REQUESTS:
**a)** Can you condense the paragraph of the CANSLIM passage that begins "It is recommended to use the Relative Strength" into a short bulleted list that keeps its main facts?
**b)** Edit the CANSLIM passage starting at "Institutional investors often" and ending at "of the market.", replacing "36 weeks" with "52 weeks".

In summary, the supply and demand principle in CANSLIM is a supporting factor in stock selection. Simply put, increasing trading volume while decreasing supply is favorable.
L – Leader or Laggard
Consider whether the company is a leader or laggard in its industry.
According to O’Neil, a way to evaluate if a company meets this criterion is to refer to industry rankings, often published on financial websites.
For instance, if you are analyzing a stock in the banking sector in Vietnam, you can check the rankings on websites like vcsc.com.vn.
Evaluating a potential stock compared to competitors and the overall market is necessary. Even if a company has high profits, it may still lag behind other stocks in the sector when the market is performing well.
It is recommended to use the Relative Strength (RS) index to evaluate a company’s performance relative to the rest of the sector. Each stock is ranked from 1 to 99, with an RS of 99 indicating that the stock has outperformed 99% of other stocks in terms of price performance over the past year.
Requirement for criterion L: Choose stocks with a Relative Strength (RS) index of 80 or higher.
I – Institutional Sponsorship
Another criterion in the CANSLIM investing method is that stocks should have a sufficient number of institutional shareholders. Institutions can include mutual funds, insurance companies, banks, and proprietary trading desks of brokerage firms.
Why is institutional ownership necessary?
Institutional investors often have more expertise and resources than individual investors. Attracting investment from institutions is a positive signal for a company, indicating that the company has gained trust.
In the CANSLIM criteria, this is one of the more complex factors to consider. Typically, CANSLIM investors prefer to invest in a company before institutions do, as when institutions invest, it can significantly push up the stock price.
Furthermore, not all institutional investors are equally good, so you need to assess the quality of these institutions. There is a ranking of institutional fund performance on Investor’s Business Daily based on their performance over the past 36 weeks. O’Neil recommends only considering funds ranked B+ or higher.
M – Market Direction
The final criterion in the CANSLIM method is the direction of the market.

Location identification entries
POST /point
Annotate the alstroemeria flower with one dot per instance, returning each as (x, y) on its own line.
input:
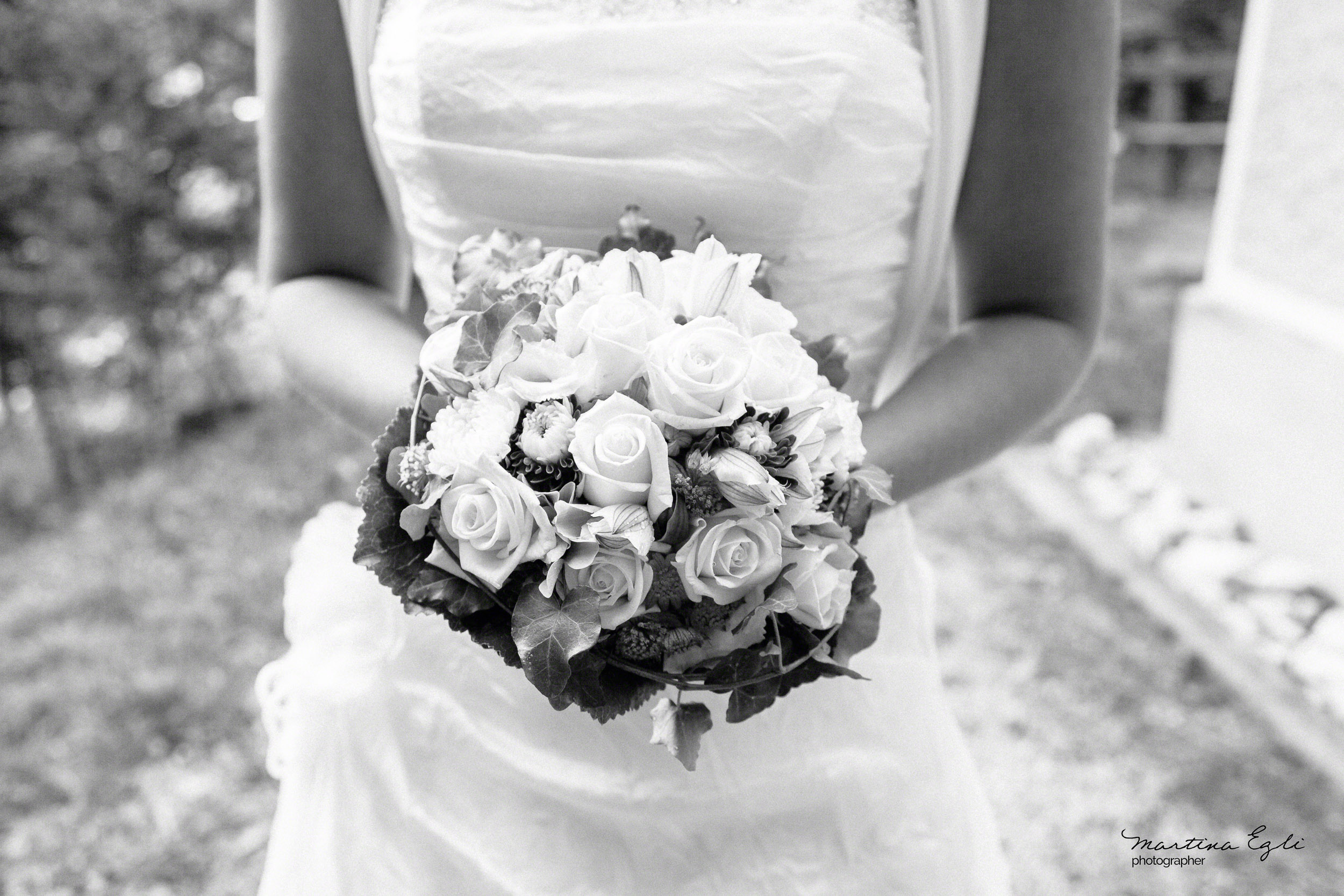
(616, 527)
(713, 283)
(744, 483)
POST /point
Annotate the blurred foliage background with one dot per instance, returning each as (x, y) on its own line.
(140, 594)
(128, 315)
(127, 235)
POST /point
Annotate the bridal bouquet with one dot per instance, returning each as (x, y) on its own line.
(624, 472)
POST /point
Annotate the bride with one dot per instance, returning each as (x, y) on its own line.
(858, 144)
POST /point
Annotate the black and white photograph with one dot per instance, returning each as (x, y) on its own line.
(671, 448)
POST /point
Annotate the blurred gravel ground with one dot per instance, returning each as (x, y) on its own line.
(132, 754)
(131, 639)
(1088, 718)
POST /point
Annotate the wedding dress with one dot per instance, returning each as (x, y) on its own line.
(413, 762)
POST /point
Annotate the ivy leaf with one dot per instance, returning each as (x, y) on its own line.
(447, 594)
(831, 359)
(547, 633)
(740, 665)
(492, 629)
(381, 543)
(862, 620)
(681, 726)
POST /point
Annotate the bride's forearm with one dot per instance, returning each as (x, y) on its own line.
(346, 346)
(995, 379)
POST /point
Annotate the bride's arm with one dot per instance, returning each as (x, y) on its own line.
(327, 248)
(1030, 237)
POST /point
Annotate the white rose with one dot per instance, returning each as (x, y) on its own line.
(730, 556)
(437, 356)
(544, 371)
(620, 578)
(494, 521)
(614, 329)
(469, 429)
(831, 441)
(623, 454)
(781, 372)
(695, 375)
(820, 579)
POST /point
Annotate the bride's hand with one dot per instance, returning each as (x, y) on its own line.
(328, 256)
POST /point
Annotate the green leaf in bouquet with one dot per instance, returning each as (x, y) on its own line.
(681, 726)
(549, 632)
(745, 664)
(491, 335)
(831, 359)
(494, 629)
(854, 511)
(448, 596)
(605, 692)
(381, 544)
(862, 620)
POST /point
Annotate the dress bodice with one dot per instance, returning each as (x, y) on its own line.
(796, 128)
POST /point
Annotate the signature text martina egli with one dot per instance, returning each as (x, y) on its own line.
(1256, 841)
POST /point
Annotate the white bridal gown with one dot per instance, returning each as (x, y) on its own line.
(413, 762)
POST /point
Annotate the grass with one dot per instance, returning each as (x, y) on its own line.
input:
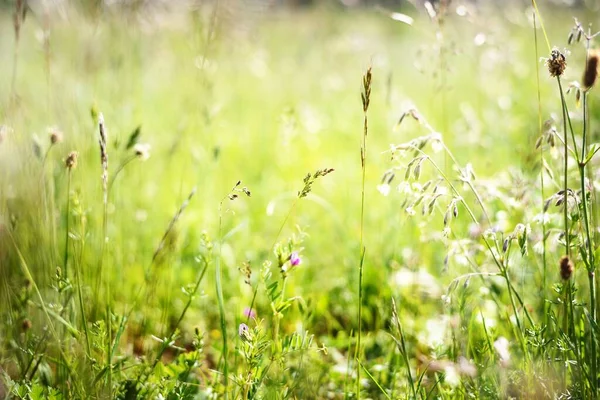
(122, 284)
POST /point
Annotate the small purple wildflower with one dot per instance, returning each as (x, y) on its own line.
(249, 312)
(244, 332)
(295, 259)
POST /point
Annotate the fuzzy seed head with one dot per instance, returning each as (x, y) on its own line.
(566, 268)
(55, 135)
(557, 63)
(591, 70)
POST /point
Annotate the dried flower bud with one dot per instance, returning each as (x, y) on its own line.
(566, 268)
(591, 70)
(71, 161)
(557, 63)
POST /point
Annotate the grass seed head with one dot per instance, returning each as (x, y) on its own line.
(591, 70)
(566, 268)
(557, 63)
(55, 135)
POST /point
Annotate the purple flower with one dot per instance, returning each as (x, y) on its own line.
(244, 332)
(249, 312)
(295, 259)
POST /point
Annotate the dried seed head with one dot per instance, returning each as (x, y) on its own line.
(566, 268)
(591, 70)
(71, 161)
(55, 135)
(557, 63)
(26, 325)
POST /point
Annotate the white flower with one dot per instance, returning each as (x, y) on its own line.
(384, 189)
(501, 347)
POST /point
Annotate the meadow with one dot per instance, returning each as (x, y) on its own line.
(227, 200)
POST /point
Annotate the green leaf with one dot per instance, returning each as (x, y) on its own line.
(591, 153)
(133, 138)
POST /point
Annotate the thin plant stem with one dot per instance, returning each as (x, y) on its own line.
(119, 169)
(539, 100)
(66, 254)
(565, 176)
(219, 287)
(366, 94)
(590, 254)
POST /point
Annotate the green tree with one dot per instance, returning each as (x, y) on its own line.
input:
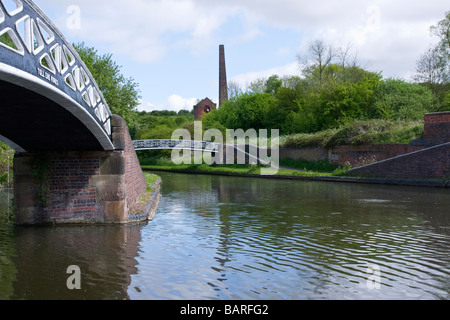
(433, 67)
(121, 94)
(396, 99)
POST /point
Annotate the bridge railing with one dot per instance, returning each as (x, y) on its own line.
(33, 51)
(161, 144)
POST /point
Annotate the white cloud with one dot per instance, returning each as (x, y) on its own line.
(174, 103)
(245, 79)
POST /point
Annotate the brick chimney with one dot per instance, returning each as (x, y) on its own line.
(223, 86)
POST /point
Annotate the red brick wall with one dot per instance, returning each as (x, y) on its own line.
(437, 128)
(71, 195)
(430, 163)
(134, 177)
(365, 154)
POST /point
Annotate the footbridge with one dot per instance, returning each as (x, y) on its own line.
(75, 160)
(164, 144)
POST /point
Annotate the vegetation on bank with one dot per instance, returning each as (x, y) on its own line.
(370, 132)
(334, 101)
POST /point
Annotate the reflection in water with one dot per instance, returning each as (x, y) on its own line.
(238, 238)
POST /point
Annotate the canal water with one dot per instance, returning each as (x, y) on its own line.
(239, 238)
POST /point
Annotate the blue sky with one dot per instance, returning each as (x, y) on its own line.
(171, 47)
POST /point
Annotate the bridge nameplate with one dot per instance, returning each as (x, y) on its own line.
(32, 45)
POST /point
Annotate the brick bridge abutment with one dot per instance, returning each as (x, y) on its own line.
(106, 187)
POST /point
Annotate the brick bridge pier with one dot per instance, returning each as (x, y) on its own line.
(83, 186)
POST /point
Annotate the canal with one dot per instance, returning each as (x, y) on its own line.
(238, 238)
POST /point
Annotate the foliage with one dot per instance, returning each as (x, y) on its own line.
(397, 99)
(358, 133)
(6, 166)
(433, 67)
(120, 93)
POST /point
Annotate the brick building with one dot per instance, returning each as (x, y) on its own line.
(203, 107)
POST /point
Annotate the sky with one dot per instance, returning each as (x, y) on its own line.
(171, 47)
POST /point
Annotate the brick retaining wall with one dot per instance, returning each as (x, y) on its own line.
(430, 163)
(80, 186)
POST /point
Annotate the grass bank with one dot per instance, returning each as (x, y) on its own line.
(371, 132)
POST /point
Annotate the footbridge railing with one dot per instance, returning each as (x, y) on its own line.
(161, 144)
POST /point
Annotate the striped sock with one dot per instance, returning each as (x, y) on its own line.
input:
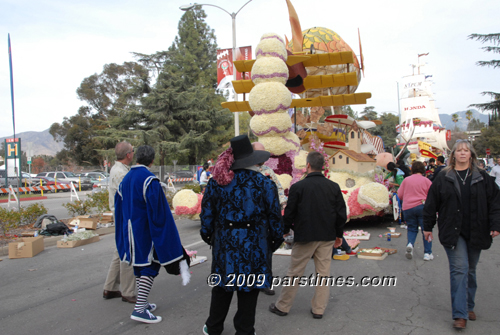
(144, 285)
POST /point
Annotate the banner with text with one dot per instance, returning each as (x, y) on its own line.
(225, 65)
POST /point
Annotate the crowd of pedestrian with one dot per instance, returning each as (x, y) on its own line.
(245, 216)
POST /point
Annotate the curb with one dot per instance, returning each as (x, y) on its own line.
(51, 241)
(4, 201)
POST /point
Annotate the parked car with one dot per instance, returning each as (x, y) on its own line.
(95, 175)
(48, 181)
(64, 176)
(104, 183)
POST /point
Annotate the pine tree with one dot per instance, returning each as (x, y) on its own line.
(493, 106)
(184, 119)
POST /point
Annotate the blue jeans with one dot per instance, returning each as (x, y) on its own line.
(463, 261)
(414, 218)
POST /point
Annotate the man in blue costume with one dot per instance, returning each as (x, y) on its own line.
(241, 220)
(146, 234)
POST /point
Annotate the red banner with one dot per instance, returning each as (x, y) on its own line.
(225, 63)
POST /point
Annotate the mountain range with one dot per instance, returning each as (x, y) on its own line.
(43, 142)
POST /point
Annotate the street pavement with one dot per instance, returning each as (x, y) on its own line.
(59, 291)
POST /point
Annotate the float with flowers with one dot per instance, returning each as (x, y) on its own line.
(319, 67)
(187, 204)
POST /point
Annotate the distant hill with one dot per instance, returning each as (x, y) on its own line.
(43, 142)
(462, 122)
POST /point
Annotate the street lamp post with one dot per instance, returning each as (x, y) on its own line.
(233, 18)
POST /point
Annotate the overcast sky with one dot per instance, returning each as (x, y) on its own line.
(56, 44)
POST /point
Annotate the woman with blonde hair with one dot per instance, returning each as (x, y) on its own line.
(468, 202)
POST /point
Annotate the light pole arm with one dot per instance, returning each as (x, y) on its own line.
(207, 4)
(242, 7)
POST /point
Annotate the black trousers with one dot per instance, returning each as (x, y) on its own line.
(244, 320)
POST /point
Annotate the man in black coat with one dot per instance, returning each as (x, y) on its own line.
(317, 213)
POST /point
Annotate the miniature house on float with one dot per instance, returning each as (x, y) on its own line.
(352, 159)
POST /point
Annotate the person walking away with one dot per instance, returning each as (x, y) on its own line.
(241, 220)
(146, 235)
(413, 192)
(268, 172)
(317, 213)
(495, 172)
(120, 274)
(468, 203)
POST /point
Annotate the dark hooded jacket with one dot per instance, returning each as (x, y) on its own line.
(444, 197)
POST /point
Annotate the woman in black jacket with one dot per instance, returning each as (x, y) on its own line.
(468, 203)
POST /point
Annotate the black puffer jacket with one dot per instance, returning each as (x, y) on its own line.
(444, 198)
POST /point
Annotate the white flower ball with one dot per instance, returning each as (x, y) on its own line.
(269, 69)
(375, 195)
(271, 124)
(267, 98)
(186, 198)
(271, 45)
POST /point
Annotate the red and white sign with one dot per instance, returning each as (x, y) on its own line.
(225, 63)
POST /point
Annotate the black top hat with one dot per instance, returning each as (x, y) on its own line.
(244, 155)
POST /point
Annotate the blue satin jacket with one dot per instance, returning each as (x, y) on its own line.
(242, 222)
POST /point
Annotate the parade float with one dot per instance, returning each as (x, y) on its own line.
(295, 95)
(323, 70)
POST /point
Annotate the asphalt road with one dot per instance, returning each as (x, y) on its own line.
(59, 291)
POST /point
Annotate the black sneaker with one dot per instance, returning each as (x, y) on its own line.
(268, 291)
(316, 316)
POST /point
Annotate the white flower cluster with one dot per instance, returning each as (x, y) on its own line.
(269, 69)
(280, 145)
(280, 123)
(271, 45)
(186, 198)
(270, 99)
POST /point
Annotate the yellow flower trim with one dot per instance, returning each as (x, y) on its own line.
(267, 98)
(375, 195)
(275, 124)
(186, 198)
(300, 159)
(285, 180)
(269, 69)
(280, 145)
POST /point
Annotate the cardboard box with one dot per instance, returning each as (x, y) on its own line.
(26, 247)
(390, 251)
(374, 256)
(74, 244)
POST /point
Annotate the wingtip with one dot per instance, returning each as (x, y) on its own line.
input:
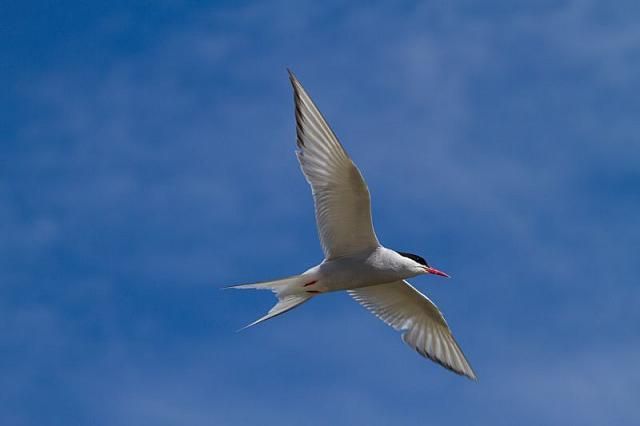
(292, 78)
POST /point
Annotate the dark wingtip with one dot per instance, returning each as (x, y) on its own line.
(292, 76)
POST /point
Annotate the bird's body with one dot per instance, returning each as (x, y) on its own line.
(374, 267)
(355, 261)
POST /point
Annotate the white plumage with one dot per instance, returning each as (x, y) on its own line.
(355, 261)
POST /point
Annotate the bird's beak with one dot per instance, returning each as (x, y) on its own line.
(434, 271)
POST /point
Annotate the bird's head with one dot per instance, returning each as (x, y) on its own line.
(421, 266)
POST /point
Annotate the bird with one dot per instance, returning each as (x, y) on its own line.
(355, 261)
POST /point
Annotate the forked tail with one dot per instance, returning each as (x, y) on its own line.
(289, 291)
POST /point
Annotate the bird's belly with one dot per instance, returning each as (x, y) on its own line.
(348, 277)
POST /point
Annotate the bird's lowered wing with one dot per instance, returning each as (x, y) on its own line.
(341, 196)
(423, 327)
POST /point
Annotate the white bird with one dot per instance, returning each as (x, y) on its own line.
(355, 261)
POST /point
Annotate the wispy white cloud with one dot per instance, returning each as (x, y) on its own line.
(162, 173)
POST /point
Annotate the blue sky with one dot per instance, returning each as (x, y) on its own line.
(147, 159)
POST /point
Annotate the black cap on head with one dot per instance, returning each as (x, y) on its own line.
(414, 257)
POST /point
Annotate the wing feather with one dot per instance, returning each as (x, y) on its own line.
(403, 307)
(341, 196)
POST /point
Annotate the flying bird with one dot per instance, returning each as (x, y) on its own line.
(355, 261)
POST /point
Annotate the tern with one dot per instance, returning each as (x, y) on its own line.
(355, 261)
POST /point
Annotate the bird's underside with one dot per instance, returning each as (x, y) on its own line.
(343, 217)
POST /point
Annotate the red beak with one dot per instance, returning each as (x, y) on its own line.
(434, 271)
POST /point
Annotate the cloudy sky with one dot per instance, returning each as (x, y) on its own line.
(147, 159)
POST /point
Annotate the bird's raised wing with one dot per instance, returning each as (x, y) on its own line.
(423, 327)
(341, 196)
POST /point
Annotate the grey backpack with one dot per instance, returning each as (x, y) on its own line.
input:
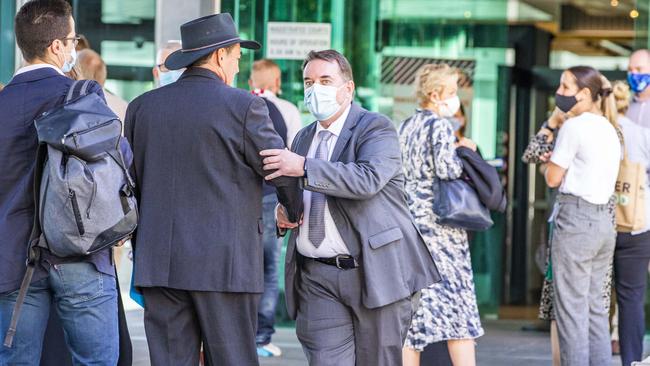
(86, 200)
(82, 188)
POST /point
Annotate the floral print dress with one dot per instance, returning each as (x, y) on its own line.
(448, 309)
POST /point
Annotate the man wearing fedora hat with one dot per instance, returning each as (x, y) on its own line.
(198, 251)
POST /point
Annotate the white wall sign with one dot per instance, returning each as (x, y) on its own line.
(293, 41)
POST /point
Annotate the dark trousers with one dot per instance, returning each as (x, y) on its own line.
(631, 260)
(272, 249)
(177, 322)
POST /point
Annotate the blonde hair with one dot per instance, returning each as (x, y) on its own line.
(608, 102)
(622, 95)
(431, 78)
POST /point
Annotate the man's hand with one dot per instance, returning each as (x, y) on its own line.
(288, 164)
(282, 218)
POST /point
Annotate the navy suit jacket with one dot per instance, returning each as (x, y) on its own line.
(25, 98)
(196, 146)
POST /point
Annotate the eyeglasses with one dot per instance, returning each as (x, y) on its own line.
(162, 67)
(75, 40)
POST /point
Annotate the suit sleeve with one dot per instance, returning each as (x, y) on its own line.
(259, 135)
(378, 161)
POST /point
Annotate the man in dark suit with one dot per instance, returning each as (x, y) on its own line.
(355, 261)
(83, 290)
(198, 251)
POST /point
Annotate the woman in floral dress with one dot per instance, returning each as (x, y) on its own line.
(447, 310)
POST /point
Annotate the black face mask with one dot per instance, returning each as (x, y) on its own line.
(565, 103)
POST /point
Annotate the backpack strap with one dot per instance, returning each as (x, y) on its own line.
(33, 251)
(81, 86)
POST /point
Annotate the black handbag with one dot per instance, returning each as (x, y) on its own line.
(457, 204)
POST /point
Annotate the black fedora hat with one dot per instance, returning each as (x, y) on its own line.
(204, 35)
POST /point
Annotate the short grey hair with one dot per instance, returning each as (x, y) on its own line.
(331, 56)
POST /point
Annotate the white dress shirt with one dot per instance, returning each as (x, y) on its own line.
(333, 244)
(36, 67)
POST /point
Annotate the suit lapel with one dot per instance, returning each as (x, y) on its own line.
(346, 132)
(304, 143)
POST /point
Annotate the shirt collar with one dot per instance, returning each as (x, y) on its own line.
(337, 126)
(33, 67)
(264, 93)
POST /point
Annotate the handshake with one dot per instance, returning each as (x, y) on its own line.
(282, 219)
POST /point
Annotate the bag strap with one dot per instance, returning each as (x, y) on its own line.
(82, 85)
(33, 251)
(435, 187)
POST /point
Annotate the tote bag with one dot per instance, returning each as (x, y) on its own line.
(630, 193)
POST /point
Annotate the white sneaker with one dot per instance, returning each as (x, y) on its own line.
(269, 350)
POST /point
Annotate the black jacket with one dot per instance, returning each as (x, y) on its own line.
(196, 147)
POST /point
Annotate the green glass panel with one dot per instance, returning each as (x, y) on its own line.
(7, 40)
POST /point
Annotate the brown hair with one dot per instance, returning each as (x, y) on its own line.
(600, 89)
(91, 66)
(430, 78)
(331, 56)
(39, 23)
(622, 94)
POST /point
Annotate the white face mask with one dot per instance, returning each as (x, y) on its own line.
(448, 107)
(321, 101)
(68, 65)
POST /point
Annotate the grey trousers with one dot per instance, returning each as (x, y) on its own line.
(177, 322)
(336, 329)
(582, 250)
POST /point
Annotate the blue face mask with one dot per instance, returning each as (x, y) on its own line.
(68, 65)
(638, 82)
(166, 78)
(321, 101)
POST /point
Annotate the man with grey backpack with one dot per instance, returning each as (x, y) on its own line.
(65, 198)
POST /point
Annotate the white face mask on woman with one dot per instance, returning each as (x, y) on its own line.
(448, 107)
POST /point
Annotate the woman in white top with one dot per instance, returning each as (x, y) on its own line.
(584, 164)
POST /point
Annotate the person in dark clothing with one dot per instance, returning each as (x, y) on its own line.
(83, 289)
(198, 250)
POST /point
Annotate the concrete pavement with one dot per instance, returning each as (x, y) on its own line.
(505, 343)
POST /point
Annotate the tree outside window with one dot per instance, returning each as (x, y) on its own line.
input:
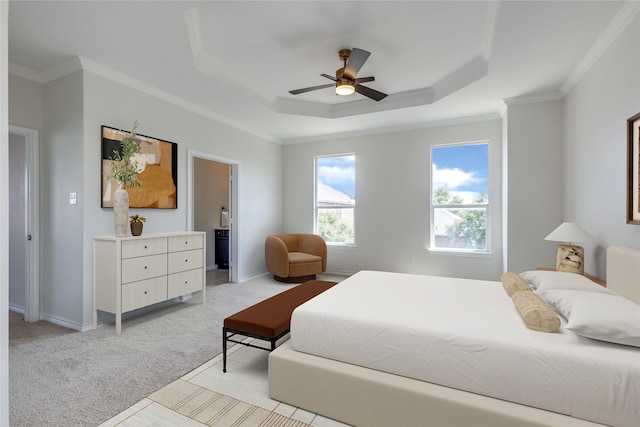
(335, 198)
(460, 197)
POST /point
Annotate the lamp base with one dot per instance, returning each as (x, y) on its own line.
(570, 259)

EXERCISE RESPONSES:
**a)**
- Use the Relative Strength (RS) index to gauge a company's performance against the rest of its sector.
- Every stock is ranked from 1 to 99.
- An RS of 99 means the stock outperformed 99% of other stocks in price performance over the past year.

**b)**
Institutional investors often have more expertise and resources than individual investors. Attracting investment from institutions is a positive signal for a company, indicating that the company has gained trust.
In the CANSLIM criteria, this is one of the more complex factors to consider. Typically, CANSLIM investors prefer to invest in a company before institutions do, as when institutions invest, it can significantly push up the stock price.
Furthermore, not all institutional investors are equally good, so you need to assess the quality of these institutions. There is a ranking of institutional fund performance on Investor’s Business Daily based on their performance over the past 52 weeks. O’Neil recommends only considering funds ranked B+ or higher.
M – Market Direction
The final criterion in the CANSLIM method is the direction of the market.